» **Dataset records**
------------------------------------------------------------------------
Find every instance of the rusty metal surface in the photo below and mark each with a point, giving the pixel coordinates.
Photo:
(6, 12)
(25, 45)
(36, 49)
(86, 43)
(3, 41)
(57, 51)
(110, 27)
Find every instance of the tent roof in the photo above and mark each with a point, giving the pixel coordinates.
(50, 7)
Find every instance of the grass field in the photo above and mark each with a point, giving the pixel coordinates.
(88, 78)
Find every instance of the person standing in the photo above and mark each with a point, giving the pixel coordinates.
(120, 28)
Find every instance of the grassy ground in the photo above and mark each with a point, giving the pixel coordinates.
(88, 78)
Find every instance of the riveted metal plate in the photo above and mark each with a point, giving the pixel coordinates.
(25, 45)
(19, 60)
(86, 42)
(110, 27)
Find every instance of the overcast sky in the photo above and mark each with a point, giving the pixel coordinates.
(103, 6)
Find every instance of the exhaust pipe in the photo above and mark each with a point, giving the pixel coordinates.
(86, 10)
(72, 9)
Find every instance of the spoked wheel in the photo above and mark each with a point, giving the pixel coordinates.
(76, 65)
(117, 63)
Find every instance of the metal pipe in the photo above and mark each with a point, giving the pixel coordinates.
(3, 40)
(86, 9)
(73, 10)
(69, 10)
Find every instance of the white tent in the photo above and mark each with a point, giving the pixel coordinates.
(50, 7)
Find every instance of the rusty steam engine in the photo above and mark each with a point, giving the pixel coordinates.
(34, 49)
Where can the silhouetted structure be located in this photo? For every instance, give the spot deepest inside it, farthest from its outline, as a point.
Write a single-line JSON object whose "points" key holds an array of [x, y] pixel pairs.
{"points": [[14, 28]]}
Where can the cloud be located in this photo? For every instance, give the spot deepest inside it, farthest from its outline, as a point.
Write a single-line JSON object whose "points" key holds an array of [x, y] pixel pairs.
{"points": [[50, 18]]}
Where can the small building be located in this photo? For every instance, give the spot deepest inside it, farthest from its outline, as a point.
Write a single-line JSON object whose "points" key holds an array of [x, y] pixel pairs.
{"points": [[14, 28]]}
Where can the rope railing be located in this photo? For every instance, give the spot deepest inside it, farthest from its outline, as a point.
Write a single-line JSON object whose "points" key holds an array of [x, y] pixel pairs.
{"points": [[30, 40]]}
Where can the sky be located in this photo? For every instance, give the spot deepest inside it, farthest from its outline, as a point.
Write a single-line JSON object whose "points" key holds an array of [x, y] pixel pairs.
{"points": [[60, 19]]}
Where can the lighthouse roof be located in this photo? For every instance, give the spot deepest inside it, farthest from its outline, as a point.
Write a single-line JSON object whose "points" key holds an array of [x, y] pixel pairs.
------------------------------------------------------------------------
» **EXERCISE GOAL**
Reproduce, with both ends included, the lines from the one holding "Find every instance of the white" to the end of the records above.

» **SOLUTION FOR THIS TASK**
Find every instance of the white tent in the photo above and mark each with a point, giving the pixel coordinates.
(50, 7)
Find every instance of the rusty steam engine in the photo above and mark each with a point, giving the pixel coordinates.
(34, 49)
Where can the silhouetted structure be located in this photo? For every instance, give the spot deepest inside it, farthest from its outline, as a point.
Write a single-line JSON object whose "points" key holds an array of [x, y] pixel pairs.
{"points": [[14, 28]]}
Where can the cloud be located in this photo? For every instance, give the spot deepest inside it, farthest from its outline, as a point.
Write a single-line JSON object whose "points" key holds an array of [x, y] pixel pairs.
{"points": [[50, 18]]}
Where can the small building be located in this photo? For every instance, give the spot deepest inside it, farthest from its outline, as a point.
Write a single-line JSON object whose "points" key holds an array of [x, y] pixel pairs.
{"points": [[14, 28]]}
Where can the rope railing be located in this photo? For every instance, give the spot deepest inside it, farthest from its outline, as a point.
Write a single-line JSON object whose "points" key holds an array of [x, y] pixel pairs.
{"points": [[30, 40]]}
Where can the sky be located in this photo? For every instance, give the spot deepest inside it, farthest from its outline, as a point.
Write a single-line JSON object whose "points" key holds an array of [x, y] pixel pairs.
{"points": [[60, 19]]}
Where can the lighthouse roof be located in this photo? For every instance, give the spot deepest inside it, farthest from its outline, as a point.
Write a single-line JSON object whose "points" key holds an array of [x, y] pixel pairs.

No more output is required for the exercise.